> **Texte extrait**
Je ne sais pas si vous avez vu ces images, mais les Israéliens font exprès de montrer les emblèmes de l'armée ou d'Israël, que ce soit l'étoile de David qu'ils dessinent dans les maisons qu'ils ont prises, ou les grands drapeaux israéliens, partout. Pour les Gazaouis, les jeunes qui ne sont jamais sortis de Gaza à cause du blocus depuis presque 20 ans, c'est un choc. Pour les gens plus âgés, ça l'est aussi, parce que c'est de nouveau l'occupation. Les Israéliens veulent dire ainsi : On a récupéré la bande de Gaza physiquement, et on est là pour un bon moment.

Partez, pour rester en vie

Voilà donc l'histoire de cette journée, un mélange de crainte et d'espoir, maigre espoir que tout ça va finir. La nuit de l'offensive terrestre de lundi à mardi a été terrible. On peut dire qu'à Rafah, la guerre a recommencé. Ça bombardait très fort, que ce soit dans l'est ou l'ouest de la ville. Le quartier où je suis, Tal El-Sultan, a été bombardé. Il y a eu beaucoup de victimes.

> **Votre consigne**
Recopiez, s'il vous plaît, le passage du témoignage sur Gaza de "Je ne sais pas" à "un bon moment.".

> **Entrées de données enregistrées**
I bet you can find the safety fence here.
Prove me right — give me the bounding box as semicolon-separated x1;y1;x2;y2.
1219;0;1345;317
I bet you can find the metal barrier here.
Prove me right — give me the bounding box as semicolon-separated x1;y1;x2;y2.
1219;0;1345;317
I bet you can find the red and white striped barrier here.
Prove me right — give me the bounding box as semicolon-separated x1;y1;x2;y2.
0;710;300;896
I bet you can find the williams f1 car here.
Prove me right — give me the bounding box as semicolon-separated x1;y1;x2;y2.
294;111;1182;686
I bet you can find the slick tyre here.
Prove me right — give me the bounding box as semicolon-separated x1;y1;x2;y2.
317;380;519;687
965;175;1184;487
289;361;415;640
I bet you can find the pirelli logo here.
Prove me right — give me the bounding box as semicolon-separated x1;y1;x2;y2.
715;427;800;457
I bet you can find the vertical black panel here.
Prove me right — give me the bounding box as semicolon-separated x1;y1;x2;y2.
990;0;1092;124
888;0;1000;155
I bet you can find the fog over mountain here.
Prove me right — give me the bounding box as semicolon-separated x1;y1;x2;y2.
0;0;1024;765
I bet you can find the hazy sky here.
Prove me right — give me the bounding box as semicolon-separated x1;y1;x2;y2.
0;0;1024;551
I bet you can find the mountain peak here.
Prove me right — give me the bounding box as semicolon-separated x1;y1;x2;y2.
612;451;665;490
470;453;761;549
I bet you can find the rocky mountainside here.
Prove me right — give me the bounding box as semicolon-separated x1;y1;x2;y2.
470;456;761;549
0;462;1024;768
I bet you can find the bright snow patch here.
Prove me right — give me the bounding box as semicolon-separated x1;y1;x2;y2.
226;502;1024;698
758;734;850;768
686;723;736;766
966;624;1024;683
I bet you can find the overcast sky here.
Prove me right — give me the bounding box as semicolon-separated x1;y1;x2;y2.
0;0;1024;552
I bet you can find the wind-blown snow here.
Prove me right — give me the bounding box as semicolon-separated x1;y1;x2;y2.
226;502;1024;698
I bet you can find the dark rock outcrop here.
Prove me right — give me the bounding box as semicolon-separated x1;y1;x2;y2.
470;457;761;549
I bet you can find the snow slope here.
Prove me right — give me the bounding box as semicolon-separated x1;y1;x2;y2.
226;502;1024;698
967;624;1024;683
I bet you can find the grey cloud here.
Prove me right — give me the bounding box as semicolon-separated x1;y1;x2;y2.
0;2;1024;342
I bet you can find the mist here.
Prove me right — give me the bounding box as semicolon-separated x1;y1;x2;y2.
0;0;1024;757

...

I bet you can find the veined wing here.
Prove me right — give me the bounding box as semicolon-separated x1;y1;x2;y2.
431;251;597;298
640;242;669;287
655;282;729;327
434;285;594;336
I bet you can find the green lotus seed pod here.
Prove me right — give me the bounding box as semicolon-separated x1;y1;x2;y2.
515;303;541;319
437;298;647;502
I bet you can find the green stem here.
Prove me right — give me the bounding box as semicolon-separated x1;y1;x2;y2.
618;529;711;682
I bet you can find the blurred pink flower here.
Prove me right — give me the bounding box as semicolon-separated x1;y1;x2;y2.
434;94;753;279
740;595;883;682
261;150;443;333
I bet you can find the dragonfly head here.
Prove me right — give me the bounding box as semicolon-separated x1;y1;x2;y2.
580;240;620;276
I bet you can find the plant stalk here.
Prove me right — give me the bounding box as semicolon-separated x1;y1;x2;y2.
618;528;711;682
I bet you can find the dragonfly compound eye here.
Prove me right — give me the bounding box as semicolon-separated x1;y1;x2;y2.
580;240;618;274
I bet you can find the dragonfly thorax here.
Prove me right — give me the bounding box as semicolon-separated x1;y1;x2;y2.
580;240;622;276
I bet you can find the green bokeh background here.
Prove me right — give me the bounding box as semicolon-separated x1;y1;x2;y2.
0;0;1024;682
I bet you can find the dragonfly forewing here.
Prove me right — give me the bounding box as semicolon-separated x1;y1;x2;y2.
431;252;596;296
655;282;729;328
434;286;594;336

> **Résultat ci-dessous**
Je ne sais pas si vous avez vu ces images, mais les Israéliens font exprès de montrer les emblèmes de l'armée ou d'Israël, que ce soit l'étoile de David qu'ils dessinent dans les maisons qu'ils ont prises, ou les grands drapeaux israéliens, partout. Pour les Gazaouis, les jeunes qui ne sont jamais sortis de Gaza à cause du blocus depuis presque 20 ans, c'est un choc. Pour les gens plus âgés, ça l'est aussi, parce que c'est de nouveau l'occupation. Les Israéliens veulent dire ainsi : On a récupéré la bande de Gaza physiquement, et on est là pour un bon moment.